» Recorded information
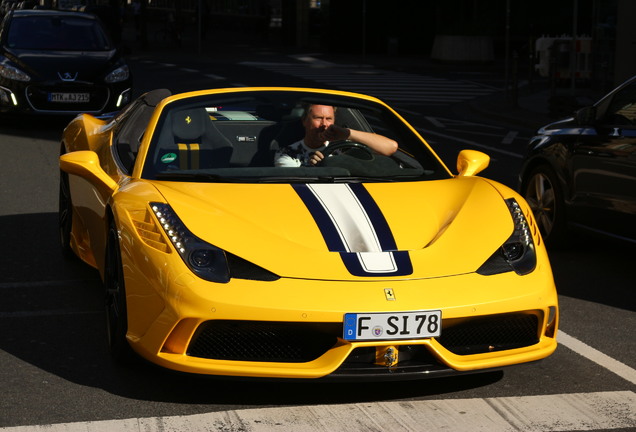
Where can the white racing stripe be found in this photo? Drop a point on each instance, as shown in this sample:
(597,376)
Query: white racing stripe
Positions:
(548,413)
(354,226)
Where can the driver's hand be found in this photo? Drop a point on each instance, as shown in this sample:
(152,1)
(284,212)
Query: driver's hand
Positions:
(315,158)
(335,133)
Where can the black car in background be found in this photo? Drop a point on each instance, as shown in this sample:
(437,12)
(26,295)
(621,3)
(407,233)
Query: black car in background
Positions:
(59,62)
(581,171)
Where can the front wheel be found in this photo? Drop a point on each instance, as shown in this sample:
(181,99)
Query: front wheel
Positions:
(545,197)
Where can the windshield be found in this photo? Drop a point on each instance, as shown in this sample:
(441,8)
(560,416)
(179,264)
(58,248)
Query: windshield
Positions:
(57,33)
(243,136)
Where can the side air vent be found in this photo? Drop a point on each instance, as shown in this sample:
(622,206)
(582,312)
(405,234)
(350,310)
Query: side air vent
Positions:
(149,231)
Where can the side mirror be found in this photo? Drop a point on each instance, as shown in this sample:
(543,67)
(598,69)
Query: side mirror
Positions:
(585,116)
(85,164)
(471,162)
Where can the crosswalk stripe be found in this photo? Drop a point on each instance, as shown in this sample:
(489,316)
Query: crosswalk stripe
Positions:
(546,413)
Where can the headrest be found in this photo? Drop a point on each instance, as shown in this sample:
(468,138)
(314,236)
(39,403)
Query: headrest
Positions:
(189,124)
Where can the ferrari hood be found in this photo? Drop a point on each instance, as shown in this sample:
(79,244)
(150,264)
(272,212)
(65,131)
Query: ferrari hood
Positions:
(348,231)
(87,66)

...

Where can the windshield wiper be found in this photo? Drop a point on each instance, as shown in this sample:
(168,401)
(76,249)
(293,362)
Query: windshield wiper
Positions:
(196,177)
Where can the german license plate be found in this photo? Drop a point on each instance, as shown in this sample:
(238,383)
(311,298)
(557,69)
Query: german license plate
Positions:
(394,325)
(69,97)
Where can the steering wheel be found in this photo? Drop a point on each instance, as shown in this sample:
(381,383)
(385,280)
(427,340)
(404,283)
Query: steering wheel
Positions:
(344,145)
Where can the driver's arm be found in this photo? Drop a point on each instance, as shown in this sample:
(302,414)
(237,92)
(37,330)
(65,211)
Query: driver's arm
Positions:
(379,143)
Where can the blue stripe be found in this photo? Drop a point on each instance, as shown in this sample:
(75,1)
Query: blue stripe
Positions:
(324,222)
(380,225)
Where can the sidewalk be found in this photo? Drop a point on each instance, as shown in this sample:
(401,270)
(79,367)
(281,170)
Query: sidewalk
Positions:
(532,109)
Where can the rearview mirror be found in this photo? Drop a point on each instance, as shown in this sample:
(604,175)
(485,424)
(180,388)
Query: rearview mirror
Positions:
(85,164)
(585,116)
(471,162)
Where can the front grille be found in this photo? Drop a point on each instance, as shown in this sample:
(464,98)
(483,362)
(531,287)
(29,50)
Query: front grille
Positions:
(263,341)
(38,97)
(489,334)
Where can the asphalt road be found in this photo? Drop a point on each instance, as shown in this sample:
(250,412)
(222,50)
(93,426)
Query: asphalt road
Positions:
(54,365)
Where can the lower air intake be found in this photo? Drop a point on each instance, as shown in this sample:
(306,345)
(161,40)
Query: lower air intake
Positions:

» Task goal
In the entries above, identify each line that includes the string "hand", then copy it.

» Solution below
Where can the driver's hand be found in this photo? Drop a point on each instance, as shown in this sample:
Query: driver's hand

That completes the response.